[TEXT FOR ANALYSIS — start]

Professor Ron Abram, printmaking & drawing, has been away from Bryant this year on sabbatical. During this time Abram has been globetrotting to participate in multiple artist printmaking residencies at Art Print Residence in Barcelona, Spain (July 2022), In Cahoots Residency in Petaluma, Calif. (September-October 2022) and as a printmaker-in-residence for six weeks at Temple University Rome, Rome, Italy (February-March 2023). He’s been invited back and will return to Barcelona this coming July.
While in Ohio, Abram’s been making work at Columbus Printed Arts Center. His new sabbatical body of work includes three separate print series. The Por Cayetano series mixes copper etching with photopolymer plates to place the nude male body within a personal queer space. They envision a dialogue between Catalonian history and his great-great-great grandfather Cayetano Roger, who immigrated from Palamos, Spain, to Puerto Rico in the 19th century
With his second concurrent series of prints, Abram again uses copper etchings to draw from historical gay erotica source materials to explore intimate sexual relationships, and to offer commentary on power dynamics, gender roles and toxic masculinity in our current American political landscape.

[TEXT FOR ANALYSIS — finish]
[EXTRACTED ENTRIES — start]

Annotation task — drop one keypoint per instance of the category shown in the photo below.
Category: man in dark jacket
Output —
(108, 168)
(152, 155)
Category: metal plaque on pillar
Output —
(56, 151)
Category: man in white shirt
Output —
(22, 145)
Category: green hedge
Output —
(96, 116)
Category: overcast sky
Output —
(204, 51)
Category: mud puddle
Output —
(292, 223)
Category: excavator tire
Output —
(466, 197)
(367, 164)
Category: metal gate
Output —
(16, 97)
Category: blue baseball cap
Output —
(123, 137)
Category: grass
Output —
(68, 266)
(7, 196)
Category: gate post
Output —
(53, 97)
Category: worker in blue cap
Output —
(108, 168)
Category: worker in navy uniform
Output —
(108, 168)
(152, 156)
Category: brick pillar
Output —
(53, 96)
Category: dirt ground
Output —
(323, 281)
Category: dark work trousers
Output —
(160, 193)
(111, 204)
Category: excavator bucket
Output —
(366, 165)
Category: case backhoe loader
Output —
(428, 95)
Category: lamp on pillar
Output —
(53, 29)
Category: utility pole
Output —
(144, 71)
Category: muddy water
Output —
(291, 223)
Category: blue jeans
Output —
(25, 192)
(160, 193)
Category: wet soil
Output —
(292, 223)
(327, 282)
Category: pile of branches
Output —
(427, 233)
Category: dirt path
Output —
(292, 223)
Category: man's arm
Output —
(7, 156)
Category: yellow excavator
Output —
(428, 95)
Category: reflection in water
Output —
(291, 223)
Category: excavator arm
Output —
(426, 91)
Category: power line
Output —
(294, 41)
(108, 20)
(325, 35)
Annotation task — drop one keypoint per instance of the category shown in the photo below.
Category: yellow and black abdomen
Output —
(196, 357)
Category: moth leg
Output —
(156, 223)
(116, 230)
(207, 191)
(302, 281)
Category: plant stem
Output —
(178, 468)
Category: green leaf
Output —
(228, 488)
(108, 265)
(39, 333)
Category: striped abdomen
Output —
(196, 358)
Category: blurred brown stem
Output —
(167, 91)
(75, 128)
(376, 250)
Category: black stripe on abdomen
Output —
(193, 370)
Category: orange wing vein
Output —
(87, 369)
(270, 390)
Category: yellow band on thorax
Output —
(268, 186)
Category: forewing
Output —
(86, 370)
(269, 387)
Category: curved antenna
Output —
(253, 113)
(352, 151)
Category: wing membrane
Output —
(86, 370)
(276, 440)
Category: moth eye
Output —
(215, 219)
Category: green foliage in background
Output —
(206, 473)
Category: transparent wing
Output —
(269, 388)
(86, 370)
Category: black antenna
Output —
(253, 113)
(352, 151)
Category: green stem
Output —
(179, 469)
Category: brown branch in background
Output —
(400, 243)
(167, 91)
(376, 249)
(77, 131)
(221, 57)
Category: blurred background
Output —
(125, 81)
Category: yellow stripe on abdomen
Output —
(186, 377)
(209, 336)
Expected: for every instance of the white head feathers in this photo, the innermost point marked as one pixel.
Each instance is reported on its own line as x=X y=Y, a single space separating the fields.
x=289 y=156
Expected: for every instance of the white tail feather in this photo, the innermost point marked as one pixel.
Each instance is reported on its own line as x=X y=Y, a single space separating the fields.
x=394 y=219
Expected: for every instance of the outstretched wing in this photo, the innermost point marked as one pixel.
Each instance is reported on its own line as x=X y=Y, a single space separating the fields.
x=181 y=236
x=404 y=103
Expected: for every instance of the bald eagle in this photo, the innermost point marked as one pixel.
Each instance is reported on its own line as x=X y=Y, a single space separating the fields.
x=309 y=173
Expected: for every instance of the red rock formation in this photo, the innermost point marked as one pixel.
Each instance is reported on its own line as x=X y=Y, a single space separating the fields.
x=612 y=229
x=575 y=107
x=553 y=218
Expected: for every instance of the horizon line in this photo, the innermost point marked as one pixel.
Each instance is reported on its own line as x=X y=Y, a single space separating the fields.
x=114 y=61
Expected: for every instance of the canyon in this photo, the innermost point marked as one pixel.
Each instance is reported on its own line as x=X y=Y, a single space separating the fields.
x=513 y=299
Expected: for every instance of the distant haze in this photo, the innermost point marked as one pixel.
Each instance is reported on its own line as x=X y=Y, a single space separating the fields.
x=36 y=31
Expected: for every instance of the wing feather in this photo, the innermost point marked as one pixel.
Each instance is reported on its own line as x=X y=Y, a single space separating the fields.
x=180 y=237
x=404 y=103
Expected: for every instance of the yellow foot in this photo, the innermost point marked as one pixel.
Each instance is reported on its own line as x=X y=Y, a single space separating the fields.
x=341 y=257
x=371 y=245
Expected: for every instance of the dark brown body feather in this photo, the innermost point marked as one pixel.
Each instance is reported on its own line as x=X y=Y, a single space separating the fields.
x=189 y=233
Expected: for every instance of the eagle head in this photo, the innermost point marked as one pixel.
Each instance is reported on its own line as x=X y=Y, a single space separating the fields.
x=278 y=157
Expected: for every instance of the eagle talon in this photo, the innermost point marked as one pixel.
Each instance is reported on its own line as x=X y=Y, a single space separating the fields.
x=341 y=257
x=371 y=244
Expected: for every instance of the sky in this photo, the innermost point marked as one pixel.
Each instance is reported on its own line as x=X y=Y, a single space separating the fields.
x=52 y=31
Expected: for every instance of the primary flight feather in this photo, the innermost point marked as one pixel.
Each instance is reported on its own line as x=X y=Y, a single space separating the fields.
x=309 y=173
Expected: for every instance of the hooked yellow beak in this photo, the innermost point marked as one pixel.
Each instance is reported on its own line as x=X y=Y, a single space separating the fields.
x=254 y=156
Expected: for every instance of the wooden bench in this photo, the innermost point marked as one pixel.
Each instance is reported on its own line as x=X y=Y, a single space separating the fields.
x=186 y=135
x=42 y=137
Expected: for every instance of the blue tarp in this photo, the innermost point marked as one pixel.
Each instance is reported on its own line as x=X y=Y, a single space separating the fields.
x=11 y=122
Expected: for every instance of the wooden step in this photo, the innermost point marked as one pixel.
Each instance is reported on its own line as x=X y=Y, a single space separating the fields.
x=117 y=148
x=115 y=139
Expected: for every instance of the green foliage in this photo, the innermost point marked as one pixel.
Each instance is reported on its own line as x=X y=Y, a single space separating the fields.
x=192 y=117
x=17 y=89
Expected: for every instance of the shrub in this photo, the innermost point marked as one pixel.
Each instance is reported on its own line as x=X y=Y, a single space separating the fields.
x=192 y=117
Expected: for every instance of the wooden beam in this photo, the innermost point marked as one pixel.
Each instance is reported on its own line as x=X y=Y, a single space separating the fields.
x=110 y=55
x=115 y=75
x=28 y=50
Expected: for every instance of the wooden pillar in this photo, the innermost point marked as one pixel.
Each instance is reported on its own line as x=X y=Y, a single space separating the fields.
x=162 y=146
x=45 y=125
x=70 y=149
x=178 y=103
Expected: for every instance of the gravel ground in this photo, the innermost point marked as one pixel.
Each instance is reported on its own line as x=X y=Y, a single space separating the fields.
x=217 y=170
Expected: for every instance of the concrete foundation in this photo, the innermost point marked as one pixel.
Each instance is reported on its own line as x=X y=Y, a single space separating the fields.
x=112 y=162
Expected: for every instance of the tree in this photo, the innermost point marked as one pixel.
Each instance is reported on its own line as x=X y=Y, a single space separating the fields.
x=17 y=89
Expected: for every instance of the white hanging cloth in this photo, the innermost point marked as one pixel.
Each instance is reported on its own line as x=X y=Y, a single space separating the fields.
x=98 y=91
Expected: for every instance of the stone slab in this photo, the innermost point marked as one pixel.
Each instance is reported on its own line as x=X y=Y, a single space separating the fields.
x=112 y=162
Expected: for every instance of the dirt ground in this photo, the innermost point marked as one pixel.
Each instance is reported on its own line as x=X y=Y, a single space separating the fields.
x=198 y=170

[EXTRACTED ENTRIES — finish]

**COMPLETE THE FOLLOWING:**
a – Rewrite the paragraph of the article on Ron Abram's sabbatical that begins "Professor Ron Abram, printmaking & drawing" as a brief list, keeping its main facts.
b – Retype the passage of the article on Ron Abram's sabbatical starting with "Professor Ron Abram, printmaking" and going on through "this coming July.".
The items above are separate material and are not part of the article on Ron Abram's sabbatical.

**ANSWERS TO THE EXERCISE:**
a –
- Professor Ron Abram (printmaking & drawing) has been away from Bryant this year on sabbatical.
- He has taken part in several artist printmaking residencies:
  - Art Print Residence, Barcelona, Spain (July 2022)
  - In Cahoots Residency, Petaluma, Calif. (September–October 2022)
  - Printmaker-in-residence for six weeks at Temple University Rome, Rome, Italy (February–March 2023)
- He has been invited back and will return to Barcelona this coming July.

b –
Professor Ron Abram, printmaking & drawing, has been away from Bryant this year on sabbatical. During this time Abram has been globetrotting to participate in multiple artist printmaking residencies at Art Print Residence in Barcelona, Spain (July 2022), In Cahoots Residency in Petaluma, Calif. (September-October 2022) and as a printmaker-in-residence for six weeks at Temple University Rome, Rome, Italy (February-March 2023). He’s been invited back and will return to Barcelona this coming July.